### EXCERPT
((
I am having a run of these PCBs made with a couple small adjustments from PCBWay:

 

- Remove solder mask from length of edge connector - Having no solder mask between fingers is recommended for PCB edge connectors

- 30 degree beveling of edge connector / trim fingers appropriately to accomodate

- 2U ENIG plating of the whole card, instead of JLCPCB 1U 

 

To order just 5 or 10 pieces with these specs would have been ridiculous ($110 or $120 USD respectively, well over $10/card before shipping for 10pcs). I ordered an arguably irresponsible number of them to get the price per board down to something I was happy with. I also stuck with purple solder mask because I like it :) If you will want one, or a few, let me know. I'd be able to pass them along directly to forum members here well below what I would have to ask on eBay. Presuming they arrive as expected, which they should, as they are already through engineering and in production, I could do $5/board + US Shipping exclusively for AppleFritter members.
))
### PROBLEMS
1) Print everything in the post about the PCB order from "- 2U ENIG plating" down to "for AppleFritter members.", word for word.
2) Continue the forum post about ordering the purple PCBs from the point where it stops.

### DATA SEGMENT
((
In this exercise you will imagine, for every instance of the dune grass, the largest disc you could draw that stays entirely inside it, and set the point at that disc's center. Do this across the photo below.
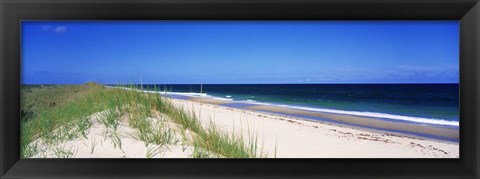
))
### TASK RESULTS
1)
- 2U ENIG plating of the whole card, instead of JLCPCB 1U 

 

To order just 5 or 10 pieces with these specs would have been ridiculous ($110 or $120 USD respectively, well over $10/card before shipping for 10pcs). I ordered an arguably irresponsible number of them to get the price per board down to something I was happy with. I also stuck with purple solder mask because I like it :) If you will want one, or a few, let me know. I'd be able to pass them along directly to forum members here well below what I would have to ask on eBay. Presuming they arrive as expected, which they should, as they are already through engineering and in production, I could do $5/board + US Shipping exclusively for AppleFritter members.

2)
 

It would probably be offered to the USA only outside of ebay unfortunately, because customs forms are a lot stricter online than they used to be. Also, as learned recently at the expense and time of another member here who was sending me something, stacked unpopulated circuit boards going through an X-ray at customs can be accidentally identified as a lithium battery (!). Thankfully in our case he was allowed to retrieve the package and re-send it, but what a pain.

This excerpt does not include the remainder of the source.